## Task item
Only some lines are wanted: please transcribe exactly those from the one containing "positive clicks: (142, 142)" through the end of the data, pictures excluded.
Supplied records Block Start
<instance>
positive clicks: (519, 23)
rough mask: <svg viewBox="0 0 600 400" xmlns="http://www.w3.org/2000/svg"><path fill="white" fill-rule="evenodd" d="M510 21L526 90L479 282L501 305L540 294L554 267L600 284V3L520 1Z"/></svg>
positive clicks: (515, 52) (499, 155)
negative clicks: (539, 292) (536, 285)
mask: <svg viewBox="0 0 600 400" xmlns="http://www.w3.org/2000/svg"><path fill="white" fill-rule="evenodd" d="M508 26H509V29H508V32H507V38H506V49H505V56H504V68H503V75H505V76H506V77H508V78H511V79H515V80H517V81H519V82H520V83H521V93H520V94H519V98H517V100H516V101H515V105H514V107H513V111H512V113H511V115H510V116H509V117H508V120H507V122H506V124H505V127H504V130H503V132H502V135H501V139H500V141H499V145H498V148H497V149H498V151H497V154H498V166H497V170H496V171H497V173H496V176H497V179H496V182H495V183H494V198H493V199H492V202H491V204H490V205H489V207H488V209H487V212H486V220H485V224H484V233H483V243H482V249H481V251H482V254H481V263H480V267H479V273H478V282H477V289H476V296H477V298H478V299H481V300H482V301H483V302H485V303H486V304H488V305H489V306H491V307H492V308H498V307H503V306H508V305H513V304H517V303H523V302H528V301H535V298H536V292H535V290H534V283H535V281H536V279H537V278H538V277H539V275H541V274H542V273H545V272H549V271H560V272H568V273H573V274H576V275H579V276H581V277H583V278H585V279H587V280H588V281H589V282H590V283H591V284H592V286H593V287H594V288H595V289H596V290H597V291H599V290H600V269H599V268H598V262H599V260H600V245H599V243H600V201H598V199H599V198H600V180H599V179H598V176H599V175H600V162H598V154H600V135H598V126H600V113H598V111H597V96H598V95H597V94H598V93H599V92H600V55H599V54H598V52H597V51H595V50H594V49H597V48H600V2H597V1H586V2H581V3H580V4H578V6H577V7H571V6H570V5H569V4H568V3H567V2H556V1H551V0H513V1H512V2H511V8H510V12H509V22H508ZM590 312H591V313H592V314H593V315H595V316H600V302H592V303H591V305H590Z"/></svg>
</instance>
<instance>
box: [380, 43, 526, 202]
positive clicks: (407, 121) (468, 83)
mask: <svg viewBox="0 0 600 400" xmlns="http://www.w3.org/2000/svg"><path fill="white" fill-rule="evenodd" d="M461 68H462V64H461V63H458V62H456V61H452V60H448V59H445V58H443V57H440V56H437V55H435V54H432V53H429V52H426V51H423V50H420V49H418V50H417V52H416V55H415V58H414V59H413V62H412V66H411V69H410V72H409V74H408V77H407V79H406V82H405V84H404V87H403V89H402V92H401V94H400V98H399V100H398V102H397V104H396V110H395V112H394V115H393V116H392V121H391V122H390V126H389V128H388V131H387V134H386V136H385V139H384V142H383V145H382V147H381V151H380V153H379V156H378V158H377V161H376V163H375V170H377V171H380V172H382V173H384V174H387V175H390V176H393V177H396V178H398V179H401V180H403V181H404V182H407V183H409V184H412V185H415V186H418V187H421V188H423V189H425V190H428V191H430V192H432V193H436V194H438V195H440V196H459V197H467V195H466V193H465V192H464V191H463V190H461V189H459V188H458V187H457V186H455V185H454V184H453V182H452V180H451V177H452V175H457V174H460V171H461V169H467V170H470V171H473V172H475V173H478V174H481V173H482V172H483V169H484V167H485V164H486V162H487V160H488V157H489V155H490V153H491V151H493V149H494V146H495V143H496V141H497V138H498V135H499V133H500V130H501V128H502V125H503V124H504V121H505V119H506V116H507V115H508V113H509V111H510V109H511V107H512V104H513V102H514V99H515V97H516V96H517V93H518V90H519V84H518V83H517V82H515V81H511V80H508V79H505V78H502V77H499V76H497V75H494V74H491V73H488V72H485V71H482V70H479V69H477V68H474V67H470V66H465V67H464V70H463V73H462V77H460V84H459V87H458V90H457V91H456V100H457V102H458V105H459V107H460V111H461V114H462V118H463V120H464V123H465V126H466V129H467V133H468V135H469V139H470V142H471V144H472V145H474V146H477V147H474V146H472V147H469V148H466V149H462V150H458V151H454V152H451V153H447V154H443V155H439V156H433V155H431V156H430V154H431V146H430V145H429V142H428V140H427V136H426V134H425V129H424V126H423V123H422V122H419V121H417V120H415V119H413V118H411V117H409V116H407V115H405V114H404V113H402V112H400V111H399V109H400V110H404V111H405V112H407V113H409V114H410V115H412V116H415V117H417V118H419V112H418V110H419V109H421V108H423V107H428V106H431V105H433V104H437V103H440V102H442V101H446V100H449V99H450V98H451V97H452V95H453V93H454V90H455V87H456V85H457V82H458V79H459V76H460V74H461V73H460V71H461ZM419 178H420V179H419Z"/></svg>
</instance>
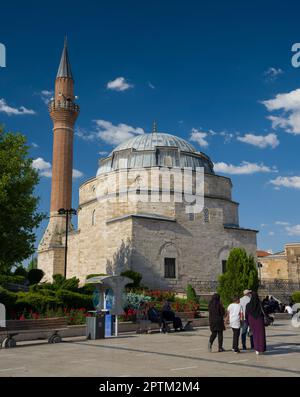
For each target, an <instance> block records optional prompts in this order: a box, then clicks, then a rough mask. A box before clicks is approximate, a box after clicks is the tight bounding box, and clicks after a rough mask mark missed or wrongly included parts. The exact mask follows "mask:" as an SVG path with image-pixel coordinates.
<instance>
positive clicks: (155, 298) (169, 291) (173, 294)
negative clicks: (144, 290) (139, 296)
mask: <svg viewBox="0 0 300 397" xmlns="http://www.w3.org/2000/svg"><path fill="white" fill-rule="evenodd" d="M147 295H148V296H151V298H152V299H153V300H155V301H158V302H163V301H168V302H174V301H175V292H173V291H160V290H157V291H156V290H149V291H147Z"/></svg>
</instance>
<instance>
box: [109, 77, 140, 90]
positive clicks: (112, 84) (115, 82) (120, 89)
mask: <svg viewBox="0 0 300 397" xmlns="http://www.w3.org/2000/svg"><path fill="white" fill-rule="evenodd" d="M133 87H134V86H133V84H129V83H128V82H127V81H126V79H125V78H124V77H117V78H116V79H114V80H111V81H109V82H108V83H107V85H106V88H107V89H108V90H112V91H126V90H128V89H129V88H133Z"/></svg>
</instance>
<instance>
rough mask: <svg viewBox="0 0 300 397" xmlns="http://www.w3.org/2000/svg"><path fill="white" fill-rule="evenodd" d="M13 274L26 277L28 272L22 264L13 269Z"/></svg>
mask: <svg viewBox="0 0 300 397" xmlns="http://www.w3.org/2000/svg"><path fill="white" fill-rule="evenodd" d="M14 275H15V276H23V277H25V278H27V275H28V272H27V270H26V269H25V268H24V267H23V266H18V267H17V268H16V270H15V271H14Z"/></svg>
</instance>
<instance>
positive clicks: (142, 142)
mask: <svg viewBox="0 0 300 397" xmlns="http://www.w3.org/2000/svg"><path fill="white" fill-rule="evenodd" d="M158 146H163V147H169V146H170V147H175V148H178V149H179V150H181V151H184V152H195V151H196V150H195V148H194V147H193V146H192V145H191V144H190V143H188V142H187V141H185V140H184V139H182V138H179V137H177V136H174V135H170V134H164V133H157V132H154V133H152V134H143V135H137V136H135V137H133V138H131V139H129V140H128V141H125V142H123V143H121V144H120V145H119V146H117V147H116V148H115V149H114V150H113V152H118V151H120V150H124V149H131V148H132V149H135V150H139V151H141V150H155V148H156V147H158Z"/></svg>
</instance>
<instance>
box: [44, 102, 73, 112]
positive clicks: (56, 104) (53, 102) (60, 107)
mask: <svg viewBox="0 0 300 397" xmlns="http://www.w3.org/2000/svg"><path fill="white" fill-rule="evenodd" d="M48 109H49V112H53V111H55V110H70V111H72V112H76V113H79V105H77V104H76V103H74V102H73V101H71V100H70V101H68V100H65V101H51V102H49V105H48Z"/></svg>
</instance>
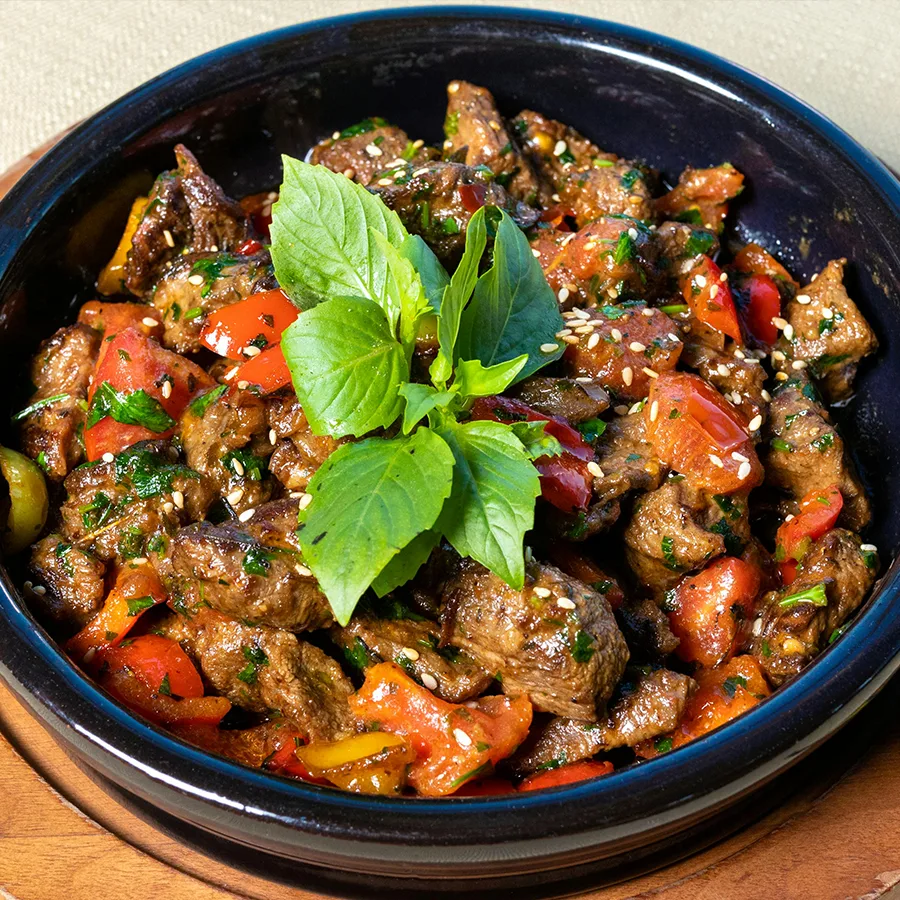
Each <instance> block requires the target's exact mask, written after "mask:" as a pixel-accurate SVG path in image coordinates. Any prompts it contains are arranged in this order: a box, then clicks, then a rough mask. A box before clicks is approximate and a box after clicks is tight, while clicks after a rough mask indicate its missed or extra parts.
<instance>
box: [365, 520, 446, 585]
Supplied records Block End
## Written solution
positive clicks: (142, 142)
mask: <svg viewBox="0 0 300 397" xmlns="http://www.w3.org/2000/svg"><path fill="white" fill-rule="evenodd" d="M158 146H163V147H169V146H170V147H175V148H178V149H179V150H181V151H184V152H195V151H196V150H195V148H194V147H193V146H192V145H191V144H190V143H188V142H187V141H185V140H184V139H182V138H179V137H177V136H174V135H170V134H164V133H157V132H154V133H152V134H143V135H137V136H135V137H133V138H131V139H129V140H128V141H125V142H123V143H121V144H120V145H119V146H117V147H116V148H115V149H114V150H113V152H118V151H120V150H124V149H131V148H132V149H135V150H139V151H141V150H155V148H156V147H158Z"/></svg>
</instance>
<instance>
box: [44, 102, 73, 112]
positive clicks: (56, 104) (53, 102) (60, 107)
mask: <svg viewBox="0 0 300 397" xmlns="http://www.w3.org/2000/svg"><path fill="white" fill-rule="evenodd" d="M48 109H49V112H53V111H55V110H70V111H72V112H76V113H79V105H77V104H76V103H74V102H73V101H71V100H70V101H68V100H65V101H51V102H49V105H48Z"/></svg>
</instance>
Each <instance> block requires the target's exact mask, written after "mask:" as a pixel-accurate SVG path in image coordinates. Any prompts it contains are arranged in this order: a box, then clicks, then a rough mask. A box before clicks is approximate and a box after clicks is tight, while clicks after a rough mask indicate its missed or extra parts.
<instance>
box: [365, 520, 446, 585]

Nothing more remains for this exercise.